**Given passage**
<<<<

When they are buried, the corpse is laid so that the face is turned
towards the region of the maternal totemic centre. So after a fashion
this centre is also that of the deceased. In fact it is given the name
_tmara altjira_, which is translated: camp of the totem which is
associated with me. So it is certain that among the Arunta, hereditary
totemism in the uterine line is not later than local totemism, but, on
the contrary, must have preceded it. For to-day, the maternal totem has
only an accessory and supplementary rôle; it is a second totem, which
explains how it was able to escape observation as attentive and careful
as that of Spencer and Gillen. But in order that it should be able to
retain this secondary place, being employed along with the local totem,
there must have been a time when it held the primary place in the
religious life. It is, in part, a fallen totem, but one recalling an
epoch when the totemic organization of the Arunta was very different
from what it is to-day. So the whole superstructure of Frazer's system
is undermined at its foundation.[601]
IV
Although Andrew Lang has actively contested this theory of Frazer's, the
one he proposes himself in his later works,[602] resembles it on more
than one point. Like Frazer, he makes totemism consist in the belief in
a sort of consubstantiality of the man and the animal. But he explains
it differently.
He derives it entirely from the fact that the totem is a name. As soon
as human groups were founded,[603] each one felt the need of
distinguishing between the neighbouring groups with which it came into
contact and, with this end in view, it gave them different names. The
names were preferably chosen from the surrounding flora and fauna
because animals and plants can easily be designated by movements or
represented by drawings.[604] The more or less precise resemblances
which men may have with such and such objects determined the way in
which these collective denominations were distributed among the
groups.[605]
Now, it is a well-known fact that "to the early mind names, and the
things known by names, are in a mystic and transcendental connection of
_rapport_."[606] For example, the name of an individual is not
considered as a simple word or conventional sign, but as an essential
part of the individual himself. So if it were the name of an animal, the
man would have to believe that he himself had the most characteristic
attributes of this same animal. This theory would become better and
better accredited as the historic origins of these denominations became
more remote and were effaced from the memory. Myths arose to make this
strange ambiguity of human nature more easily representable in the mind.
To explain this, they imagined that the animal was the ancestor of the
men, or else that the two were descended from a common ancestor. Thus
came the conception of bonds of kinship uniting each clan to the animal
species whose name it bore. With the origins of this fabulous kinship
once explained, it seems to our author that totemism no longer contains
a mystery.

>>>>

**Saved entries**
<<<<

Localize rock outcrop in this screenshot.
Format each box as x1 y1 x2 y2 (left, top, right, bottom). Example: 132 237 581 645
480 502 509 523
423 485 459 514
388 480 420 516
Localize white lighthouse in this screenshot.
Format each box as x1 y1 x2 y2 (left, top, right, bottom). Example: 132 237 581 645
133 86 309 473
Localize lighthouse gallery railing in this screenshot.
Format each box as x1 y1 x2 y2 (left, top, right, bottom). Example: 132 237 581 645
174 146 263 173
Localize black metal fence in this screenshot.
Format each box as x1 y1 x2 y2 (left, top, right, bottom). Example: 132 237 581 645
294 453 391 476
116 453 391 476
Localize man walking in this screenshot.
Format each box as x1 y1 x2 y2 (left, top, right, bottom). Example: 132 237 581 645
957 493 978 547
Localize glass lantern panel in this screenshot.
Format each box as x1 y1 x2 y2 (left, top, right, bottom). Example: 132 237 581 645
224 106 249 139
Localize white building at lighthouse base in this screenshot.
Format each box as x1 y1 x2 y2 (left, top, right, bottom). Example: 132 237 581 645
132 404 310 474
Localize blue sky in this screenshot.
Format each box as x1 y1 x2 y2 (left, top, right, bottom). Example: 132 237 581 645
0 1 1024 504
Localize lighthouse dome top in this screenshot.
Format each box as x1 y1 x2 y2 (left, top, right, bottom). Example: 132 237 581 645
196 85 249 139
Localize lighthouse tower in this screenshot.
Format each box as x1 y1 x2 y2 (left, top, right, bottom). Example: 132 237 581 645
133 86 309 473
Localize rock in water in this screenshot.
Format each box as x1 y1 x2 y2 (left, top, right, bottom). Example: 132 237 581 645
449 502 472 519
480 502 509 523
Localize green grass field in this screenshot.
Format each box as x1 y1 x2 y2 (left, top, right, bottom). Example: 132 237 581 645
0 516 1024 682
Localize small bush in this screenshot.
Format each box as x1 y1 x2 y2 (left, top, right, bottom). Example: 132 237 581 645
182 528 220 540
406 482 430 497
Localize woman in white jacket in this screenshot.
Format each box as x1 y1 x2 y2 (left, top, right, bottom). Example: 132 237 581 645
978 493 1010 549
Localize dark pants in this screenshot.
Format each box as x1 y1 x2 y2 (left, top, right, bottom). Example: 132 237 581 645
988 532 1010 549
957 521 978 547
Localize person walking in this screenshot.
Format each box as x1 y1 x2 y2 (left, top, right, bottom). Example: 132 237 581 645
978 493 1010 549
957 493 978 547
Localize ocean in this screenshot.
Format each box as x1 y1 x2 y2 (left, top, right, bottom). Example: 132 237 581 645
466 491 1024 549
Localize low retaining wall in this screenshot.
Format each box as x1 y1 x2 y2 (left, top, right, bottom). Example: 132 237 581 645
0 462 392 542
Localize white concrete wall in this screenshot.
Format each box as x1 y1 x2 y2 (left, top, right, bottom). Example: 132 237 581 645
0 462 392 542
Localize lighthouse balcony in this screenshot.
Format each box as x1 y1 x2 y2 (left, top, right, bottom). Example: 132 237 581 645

>>>>

**Directives**
1. In the passage on totemism, what name is given to the maternal totemic centre, and how is that name translated?
2. Resume the passage on totemism, picking up after its final sentence.
The data has no connection to the passage on totemism.

**Task responses**
1. It is called _tmara altjira_, translated as "camp of the totem which is associated with me."

2.
But whence comes the religious character of the totemic beliefs and
practices? For the fact that a man considers himself an animal of a
certain species does not explain why he attributes marvellous powers to
this species, and especially why he renders a cult to the images
symbolizing it.--To this question Lang gives the same response as
Frazer: he denies that totemism is a religion. "I find in Australia," he
says, "no example of religious practices such as praying to, nourishing
or burying the totem."[607] It was only at a later epoch, when it was
already established, that totemism was drawn into and surrounded by a
system of conceptions properly called religious. According to a remark
of Howitt,[608] when the natives undertake the explanation of the
totemic institutions, they do not attribute them to the totems
themselves nor to a man, but to some supernatural being such as Bunjil
or Baiame. "Accepting this evidence," says Lang, "one source of the
'religious' character of totemism is at once revealed. The totemist
obeys the decree of Bunjil, or Baiame, as the Cretans obeyed the divine
decrees given by Zeus to Minos." Now according to Lang the idea of these
great divinities arose outside of the totemic system; so this is not a
religion in itself; it has merely been given a religious colouring by
contact with a genuine religion.
But these very myths contradict Lang's conception of totemism. If the
Australians had regarded totemism as something human and profane, it
would never have occurred to them to make a divine institution out of
it. If, on the other hand, they have felt the need of connecting it with
a divinity, it is because they have seen a sacred character in it. So
these mythological interpretations prove the religious nature of
totemism, but do not explain it.
Moreover, Lang himself recognizes that this solution is not sufficient.
He realizes that totemic things are treated with a religious
respect;[609] that especially the blood of an animal, as well as that of
a man, is the object of numerous interdictions, or, as he says, taboos
which this comparatively late mythology cannot explain.[610] Then where
do they come from? Here are the words with which Lang answers this
question: "As soon as the animal-named groups evolved the universally
diffused beliefs about the _wakan_ or _mana_, or mystically sacred
quality of the blood as the life, they would also develop the various
taboos."[611] The words _wakan_ and _mana_, as we shall see in the
following chapter, involve the very idea of _sacredness_ itself; the one
is taken from the language of the Sioux, the other from that of the
Melanesian peoples. To explain the sacred character of totemic things by
postulating this characteristic, is to answer the question by the
question. What we must find out is whence this idea of _wakan_ comes and
how it comes to be applied to the totem and all that is derived from it.
As long as these two questions remain unanswered, nothing is explained.
V
We have now passed in review all the principal explanations which have
been given for totemic beliefs,[612] leaving to each of them its own
individuality. But now that this examination is finished, we may state
one criticism which addresses itself to all these systems alike.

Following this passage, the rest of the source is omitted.